• What the task asks
Could you gather every line of the items below that contains the word "green", matching case, and copy each one in full?
━━ Input rows
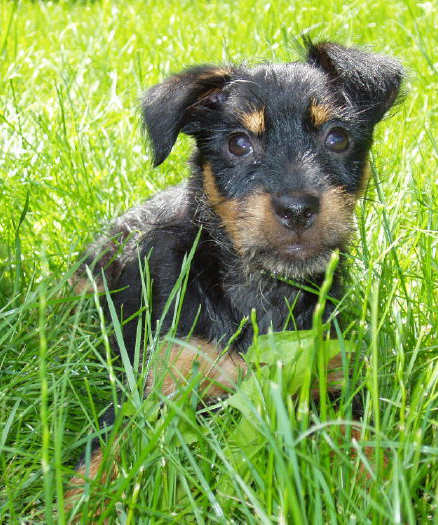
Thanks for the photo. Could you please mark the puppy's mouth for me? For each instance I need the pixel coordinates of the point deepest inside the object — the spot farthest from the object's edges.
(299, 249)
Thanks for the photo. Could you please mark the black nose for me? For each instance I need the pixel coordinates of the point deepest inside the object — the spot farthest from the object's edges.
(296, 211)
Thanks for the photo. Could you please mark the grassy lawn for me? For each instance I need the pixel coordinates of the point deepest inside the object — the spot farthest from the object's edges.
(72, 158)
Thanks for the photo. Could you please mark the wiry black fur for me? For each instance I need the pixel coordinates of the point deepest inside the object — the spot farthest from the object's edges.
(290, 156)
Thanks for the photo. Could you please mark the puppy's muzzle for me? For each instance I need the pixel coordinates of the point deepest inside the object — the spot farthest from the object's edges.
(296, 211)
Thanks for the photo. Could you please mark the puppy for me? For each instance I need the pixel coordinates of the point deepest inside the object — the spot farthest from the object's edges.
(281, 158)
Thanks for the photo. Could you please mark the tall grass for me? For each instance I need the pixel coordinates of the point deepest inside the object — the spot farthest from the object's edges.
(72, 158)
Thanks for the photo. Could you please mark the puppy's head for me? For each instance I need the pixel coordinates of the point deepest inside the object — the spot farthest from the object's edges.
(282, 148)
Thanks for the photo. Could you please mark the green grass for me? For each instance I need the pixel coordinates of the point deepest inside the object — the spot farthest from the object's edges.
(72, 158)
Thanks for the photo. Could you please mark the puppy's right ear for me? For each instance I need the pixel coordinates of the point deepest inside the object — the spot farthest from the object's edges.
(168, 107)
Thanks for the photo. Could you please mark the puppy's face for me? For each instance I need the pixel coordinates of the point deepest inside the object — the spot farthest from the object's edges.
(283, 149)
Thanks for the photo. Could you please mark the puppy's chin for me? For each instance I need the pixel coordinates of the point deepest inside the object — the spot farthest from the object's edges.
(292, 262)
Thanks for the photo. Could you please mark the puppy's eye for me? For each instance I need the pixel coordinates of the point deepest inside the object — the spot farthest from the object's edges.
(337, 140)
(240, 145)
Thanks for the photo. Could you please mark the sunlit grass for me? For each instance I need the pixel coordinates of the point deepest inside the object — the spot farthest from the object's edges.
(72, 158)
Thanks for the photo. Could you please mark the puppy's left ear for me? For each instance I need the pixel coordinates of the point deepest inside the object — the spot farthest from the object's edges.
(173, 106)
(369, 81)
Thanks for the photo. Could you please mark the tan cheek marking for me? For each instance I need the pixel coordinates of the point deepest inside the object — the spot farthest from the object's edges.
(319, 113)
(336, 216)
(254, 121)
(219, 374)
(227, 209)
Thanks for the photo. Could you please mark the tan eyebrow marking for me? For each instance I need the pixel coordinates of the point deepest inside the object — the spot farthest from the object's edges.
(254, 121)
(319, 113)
━━━━
━━ Input rows
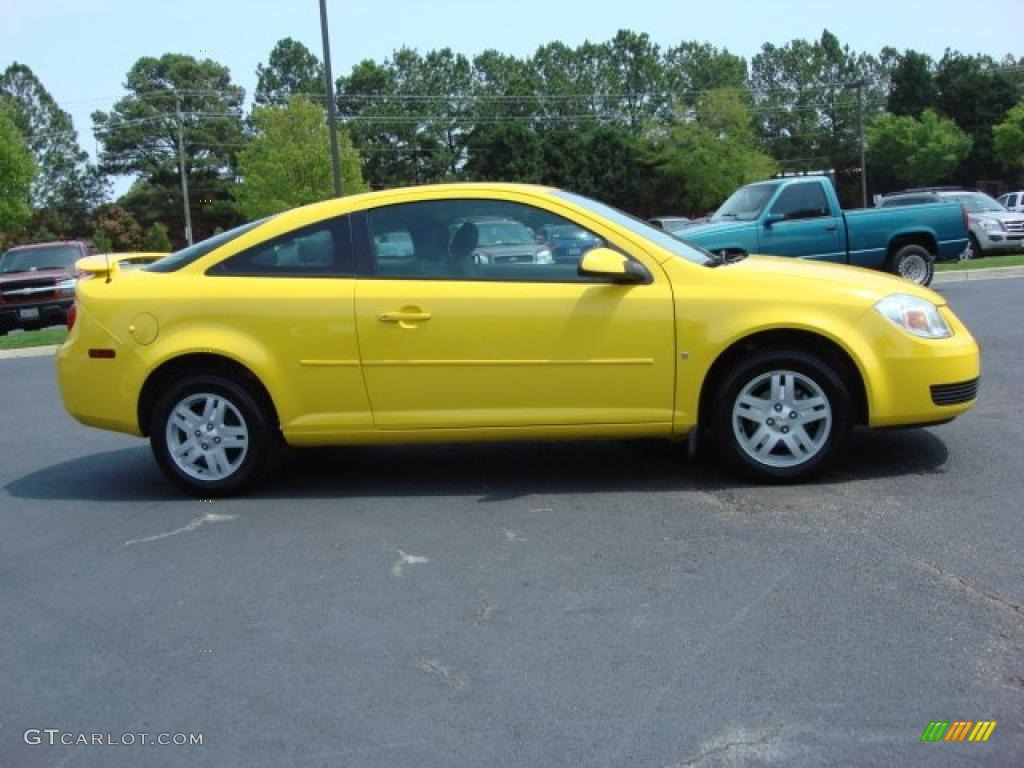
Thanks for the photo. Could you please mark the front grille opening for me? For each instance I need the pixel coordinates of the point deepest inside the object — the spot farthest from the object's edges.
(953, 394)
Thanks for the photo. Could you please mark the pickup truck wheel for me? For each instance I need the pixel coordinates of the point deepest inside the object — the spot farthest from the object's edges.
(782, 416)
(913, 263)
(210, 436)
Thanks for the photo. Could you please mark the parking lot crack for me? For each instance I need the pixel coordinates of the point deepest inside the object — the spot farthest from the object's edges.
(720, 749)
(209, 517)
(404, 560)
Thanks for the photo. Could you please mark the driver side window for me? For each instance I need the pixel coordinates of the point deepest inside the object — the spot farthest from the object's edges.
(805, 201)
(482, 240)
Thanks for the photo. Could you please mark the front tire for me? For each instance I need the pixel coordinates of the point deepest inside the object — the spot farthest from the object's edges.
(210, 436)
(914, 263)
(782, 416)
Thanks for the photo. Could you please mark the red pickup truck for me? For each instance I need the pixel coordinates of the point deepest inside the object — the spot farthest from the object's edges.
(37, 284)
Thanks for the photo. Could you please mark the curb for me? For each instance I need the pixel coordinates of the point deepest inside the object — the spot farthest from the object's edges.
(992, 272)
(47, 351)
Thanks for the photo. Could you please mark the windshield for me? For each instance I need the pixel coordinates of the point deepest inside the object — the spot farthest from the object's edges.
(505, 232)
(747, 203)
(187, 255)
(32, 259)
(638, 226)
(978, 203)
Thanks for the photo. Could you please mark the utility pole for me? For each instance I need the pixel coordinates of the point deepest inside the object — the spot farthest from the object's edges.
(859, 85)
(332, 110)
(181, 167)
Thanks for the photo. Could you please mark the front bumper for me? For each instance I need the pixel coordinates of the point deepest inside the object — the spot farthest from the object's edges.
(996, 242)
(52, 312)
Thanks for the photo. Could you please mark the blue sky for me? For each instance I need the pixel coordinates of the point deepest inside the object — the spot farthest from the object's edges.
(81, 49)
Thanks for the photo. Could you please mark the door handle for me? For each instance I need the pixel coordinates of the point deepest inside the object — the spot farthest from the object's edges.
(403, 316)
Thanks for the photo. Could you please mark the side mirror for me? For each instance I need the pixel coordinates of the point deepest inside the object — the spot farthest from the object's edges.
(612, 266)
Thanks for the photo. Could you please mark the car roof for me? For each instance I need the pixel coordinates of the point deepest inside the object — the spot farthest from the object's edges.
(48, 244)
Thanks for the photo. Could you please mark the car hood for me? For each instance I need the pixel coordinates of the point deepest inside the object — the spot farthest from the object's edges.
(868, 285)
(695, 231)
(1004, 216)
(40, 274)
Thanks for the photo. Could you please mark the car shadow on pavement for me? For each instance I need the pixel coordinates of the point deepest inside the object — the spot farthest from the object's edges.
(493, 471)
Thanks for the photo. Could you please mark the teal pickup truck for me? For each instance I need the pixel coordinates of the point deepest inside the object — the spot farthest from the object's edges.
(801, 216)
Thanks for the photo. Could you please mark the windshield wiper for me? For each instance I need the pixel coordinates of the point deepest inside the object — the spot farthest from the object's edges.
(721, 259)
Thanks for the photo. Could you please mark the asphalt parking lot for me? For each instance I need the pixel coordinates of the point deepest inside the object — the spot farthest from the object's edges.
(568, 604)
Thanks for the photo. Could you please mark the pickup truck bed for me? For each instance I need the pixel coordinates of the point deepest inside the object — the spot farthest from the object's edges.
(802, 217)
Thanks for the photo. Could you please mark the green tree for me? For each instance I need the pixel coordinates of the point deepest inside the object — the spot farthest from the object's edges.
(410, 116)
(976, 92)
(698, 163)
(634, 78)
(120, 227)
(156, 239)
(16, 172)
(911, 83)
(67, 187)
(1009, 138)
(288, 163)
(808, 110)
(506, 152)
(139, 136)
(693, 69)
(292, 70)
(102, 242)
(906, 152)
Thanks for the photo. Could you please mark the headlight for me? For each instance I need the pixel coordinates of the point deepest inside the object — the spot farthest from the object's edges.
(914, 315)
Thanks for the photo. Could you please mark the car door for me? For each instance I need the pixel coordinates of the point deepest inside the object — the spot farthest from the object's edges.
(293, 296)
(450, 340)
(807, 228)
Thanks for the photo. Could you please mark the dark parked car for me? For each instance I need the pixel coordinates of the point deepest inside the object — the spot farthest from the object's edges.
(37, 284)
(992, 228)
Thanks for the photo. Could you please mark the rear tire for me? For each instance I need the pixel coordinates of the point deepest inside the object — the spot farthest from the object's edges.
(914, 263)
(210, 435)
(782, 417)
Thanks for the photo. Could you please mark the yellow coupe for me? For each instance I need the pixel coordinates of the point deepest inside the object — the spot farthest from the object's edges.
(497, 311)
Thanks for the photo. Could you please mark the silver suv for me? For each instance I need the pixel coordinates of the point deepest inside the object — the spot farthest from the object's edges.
━━━━
• Written reply
Thanks for the photo. Could you please mark the green grass for me? For each instance I need the pixel coordinates of the point deepest inside the object — the spot farthest from the object's edges.
Thanks for the photo. Could you please mark the green tree for me? For each instance I need the pixel coordinates of the point deepest inside the object — the spot farthest from the object's edges.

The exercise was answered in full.